**PAGE EXCERPT:**
......

United States District Court, Fourth Circuit

January 16, 2014

KENYATTA C. ROSS #290-752, Plaintiff,
v.
WEXFORD HEALTH SOURCES, INC., et al., Defendants.

MEMORANDUM OPINION

ROGER W. TITUS, District Judge.

This 42 U.S.C. ยง 1983 prisoner civil rights action seeks money damages and injunctive relief for the alleged denial of proper medical care.[1] Kenyatta C. Ross ("Ross"), a Maryland Division of Correction ("DOC") prisoner housed at North Branch Correctional Institution ("NBCI"), claims that prison health care providers have delayed and/or withheld proper diagnostic tests and treatment for an elbow injury sustained in April of 2010, resulting in permanent nerve damage, daily pain, and discomfort. Ross named individual health care providers Ava Joubert, M.D., Colin Ottey, M.D., Renalto Espina, M.D. (hereinafter "Espina"), Stephen Ryan, M.D., and Physicians' Assistants Greg Flury and Lisa Schindler.[2] Prison health care providers Wexford Health Sources, Inc. (hereinafter "Wexford")[3] and Corizon, Inc. were also named in the Complaint.

Defendants Corizon, Joubert, Ottey, Flury, Ryan and Schindler have been granted summary judgment or dismissed from the case. ECF Nos. 27 and 28. Defendants Wexford and Espina have filed court-ordered supplemental dispositive motions construed as Motions for Summary Judgment. ECF Nos. 29 and 31. Plaintiff has filed a cross Motion for Summary Judgment (ECF No. 35), opposed by both remaining Defendants (ECF Nos. 37 and 38).[4] A hearing is not needed to resolve the constitutional issues presented. See Local Rule 105.6. (D. Md. 2011).

......

**EXTRACTED ENTRIES:**
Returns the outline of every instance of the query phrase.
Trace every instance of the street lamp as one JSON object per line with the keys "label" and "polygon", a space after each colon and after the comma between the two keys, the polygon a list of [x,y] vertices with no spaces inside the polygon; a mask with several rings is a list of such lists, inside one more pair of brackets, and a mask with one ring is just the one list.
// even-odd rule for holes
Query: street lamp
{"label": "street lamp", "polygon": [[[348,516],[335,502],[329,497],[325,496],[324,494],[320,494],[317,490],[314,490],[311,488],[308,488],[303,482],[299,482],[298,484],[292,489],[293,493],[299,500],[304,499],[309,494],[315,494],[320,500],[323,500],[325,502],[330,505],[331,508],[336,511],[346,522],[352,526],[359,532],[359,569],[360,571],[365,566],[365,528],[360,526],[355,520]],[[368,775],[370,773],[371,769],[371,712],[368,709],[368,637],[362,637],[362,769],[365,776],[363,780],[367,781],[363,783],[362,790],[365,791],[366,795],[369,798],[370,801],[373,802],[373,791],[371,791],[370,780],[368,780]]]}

......

**WORK REQUEST A:** According to the memorandum opinion, when did Ross injure his elbow?
**WORK REQUEST B:** Go on with the memorandum opinion from the point where it stops.
The lines aren't needed for anything here.

**EXERCISE OUTPUT A:** In April of 2010.

**EXERCISE OUTPUT B:**
Standard of Review

Pursuant to Federal Rule of Civil Procedure 56(a):

A party may move for summary judgment, identifying each claim or defense-or the part of each claim or defense-on which summary judgment is sought. The court shall grant summary judgment if the movant shows that there is no genuine dispute as to any material fact and the movant is entitled to judgment as a matter of law. The court should state on the record the reasons for granting or denying the motion.

Fed. R. Civ. P. 56(a). The "party opposing a properly supported motion for summary judgment may not rest upon the mere allegations or denials of [his] pleadings, ' but rather must set forth specific facts showing that there is a genuine issue for trial.'" Bouchat v. Baltimore Ravens Football Club, Inc., 346 F.3d 514, 525 (4th Cir. 2003) (alteration in original) (quoting Fed.R.Civ.P. 56(e)). The court should "view the evidence in the light most favorable to... the nonmovant, and draw all reasonable inferences in her favor without weighing the evidence or assessing the witnesses' credibility." Dennis v. Columbia Colleton Med. Ctr., Inc., 290 F.3d 639, 644-45 (4th Cir. 2002). The court must, however, also abide by the "affirmative obligation of the trial judge to prevent factually unsupported claims and defenses from proceeding to trial." Bouchat, 346 F.3d at 526 (internal quotation marks omitted) (quoting Drewitt v. Pratt, 999 F.2d 774, 778-79 (4th Cir. 1993), and citing Celotex Corp. v. Catrett, 477 U.S. 317, 323-24 (1986)). "The party opposing a properly supported motion for summary judgment may not rest upon mere allegations or denials of [its] pleading, but must set forth specific facts showing that there is a genuine issue for trial." Rivanna Trawlers Unlimited v. Thompson Trawlers, Inc., 840 F.2d 236, 240 (4th Cir. 1988).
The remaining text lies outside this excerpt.